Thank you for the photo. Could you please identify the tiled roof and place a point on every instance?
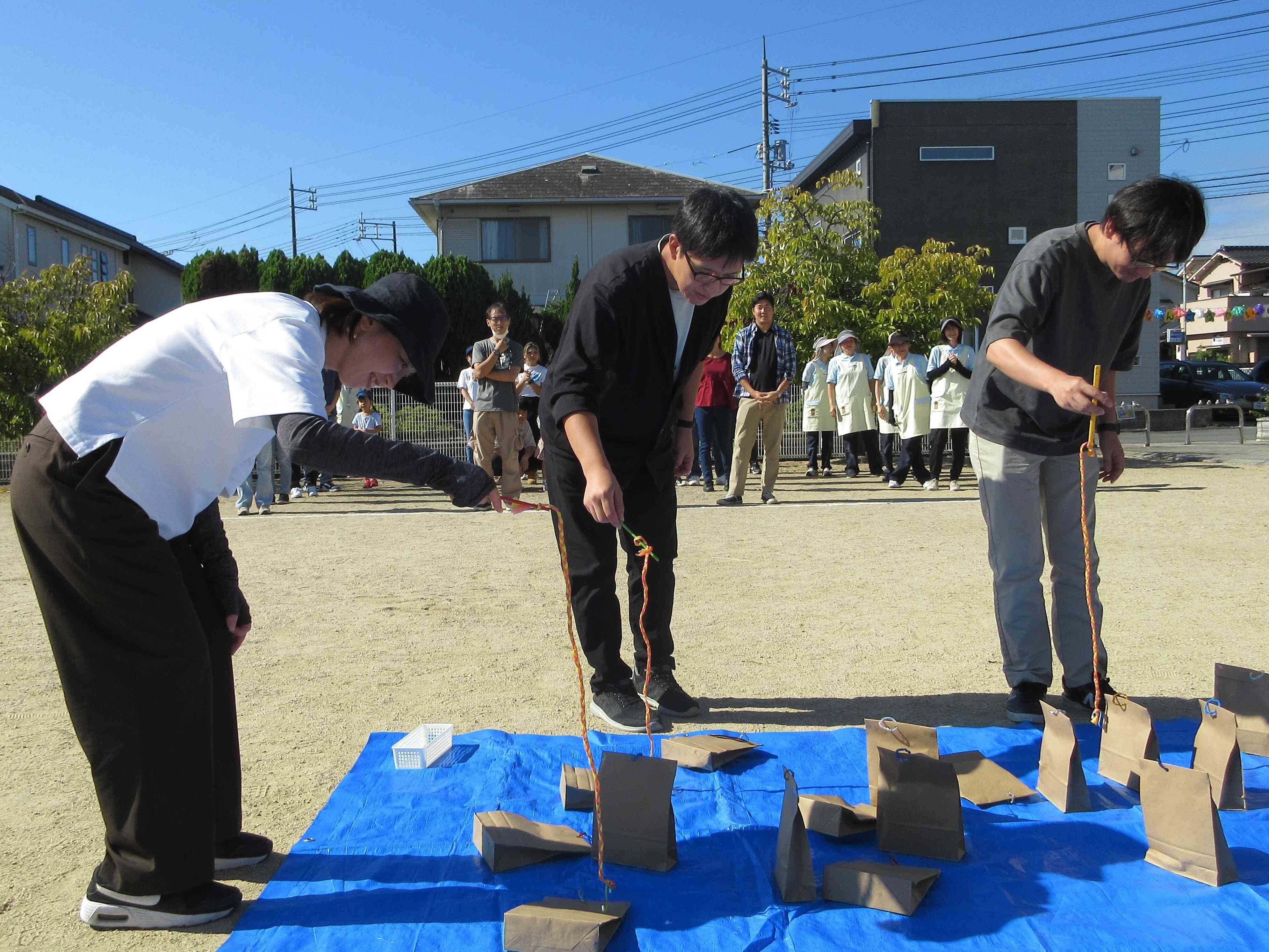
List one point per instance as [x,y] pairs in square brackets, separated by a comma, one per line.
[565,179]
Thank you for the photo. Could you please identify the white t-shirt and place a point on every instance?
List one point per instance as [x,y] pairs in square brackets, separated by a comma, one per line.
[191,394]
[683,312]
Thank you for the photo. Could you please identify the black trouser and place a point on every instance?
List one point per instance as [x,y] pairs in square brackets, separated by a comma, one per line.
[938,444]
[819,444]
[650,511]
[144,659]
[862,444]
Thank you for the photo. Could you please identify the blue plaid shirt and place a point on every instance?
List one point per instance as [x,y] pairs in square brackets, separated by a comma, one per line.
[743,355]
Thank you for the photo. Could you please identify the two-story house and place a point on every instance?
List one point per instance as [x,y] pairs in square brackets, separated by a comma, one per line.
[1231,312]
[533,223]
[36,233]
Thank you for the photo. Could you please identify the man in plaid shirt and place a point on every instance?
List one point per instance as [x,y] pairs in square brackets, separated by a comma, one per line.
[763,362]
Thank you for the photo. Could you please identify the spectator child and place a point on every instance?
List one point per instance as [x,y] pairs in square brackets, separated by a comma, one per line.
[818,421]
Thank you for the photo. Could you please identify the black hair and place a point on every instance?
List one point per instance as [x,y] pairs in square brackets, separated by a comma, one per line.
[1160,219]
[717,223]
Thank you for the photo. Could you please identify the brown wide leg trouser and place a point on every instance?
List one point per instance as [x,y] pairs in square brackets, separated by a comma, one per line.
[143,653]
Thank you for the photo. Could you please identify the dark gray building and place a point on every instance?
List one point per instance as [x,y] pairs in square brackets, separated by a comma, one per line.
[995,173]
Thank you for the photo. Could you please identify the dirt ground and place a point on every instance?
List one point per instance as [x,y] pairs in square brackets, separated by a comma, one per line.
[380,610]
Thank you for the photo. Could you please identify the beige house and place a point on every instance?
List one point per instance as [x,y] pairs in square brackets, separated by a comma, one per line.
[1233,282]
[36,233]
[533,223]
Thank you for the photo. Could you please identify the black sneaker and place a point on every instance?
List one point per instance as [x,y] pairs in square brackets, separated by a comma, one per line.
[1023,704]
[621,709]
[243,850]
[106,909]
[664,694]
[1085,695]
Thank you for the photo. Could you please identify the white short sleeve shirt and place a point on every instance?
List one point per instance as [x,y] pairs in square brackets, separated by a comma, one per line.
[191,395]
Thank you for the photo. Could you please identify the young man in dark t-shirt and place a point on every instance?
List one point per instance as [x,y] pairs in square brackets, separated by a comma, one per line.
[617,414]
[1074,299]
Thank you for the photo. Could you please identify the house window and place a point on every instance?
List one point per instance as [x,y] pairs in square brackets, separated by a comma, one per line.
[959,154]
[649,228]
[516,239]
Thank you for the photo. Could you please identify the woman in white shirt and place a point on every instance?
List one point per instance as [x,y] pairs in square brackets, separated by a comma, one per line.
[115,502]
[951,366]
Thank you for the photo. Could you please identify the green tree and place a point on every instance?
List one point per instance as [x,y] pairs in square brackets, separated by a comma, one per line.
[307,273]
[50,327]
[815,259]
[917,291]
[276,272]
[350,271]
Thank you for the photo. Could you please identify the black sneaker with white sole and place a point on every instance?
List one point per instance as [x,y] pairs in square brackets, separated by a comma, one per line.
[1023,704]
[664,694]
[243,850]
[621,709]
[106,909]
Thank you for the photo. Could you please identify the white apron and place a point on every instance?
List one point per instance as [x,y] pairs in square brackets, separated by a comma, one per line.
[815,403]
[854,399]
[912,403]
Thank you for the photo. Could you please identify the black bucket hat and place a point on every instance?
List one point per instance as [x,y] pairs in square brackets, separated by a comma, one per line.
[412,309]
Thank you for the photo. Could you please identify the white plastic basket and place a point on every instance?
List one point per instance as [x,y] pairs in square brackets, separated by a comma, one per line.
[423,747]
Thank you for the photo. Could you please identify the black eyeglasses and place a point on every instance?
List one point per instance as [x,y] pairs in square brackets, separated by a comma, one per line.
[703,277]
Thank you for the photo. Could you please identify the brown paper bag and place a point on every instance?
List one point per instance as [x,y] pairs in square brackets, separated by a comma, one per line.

(Activity) Tell me how many lines of the records include the word "house", replying with the number alone.

(Result for this exercise) 3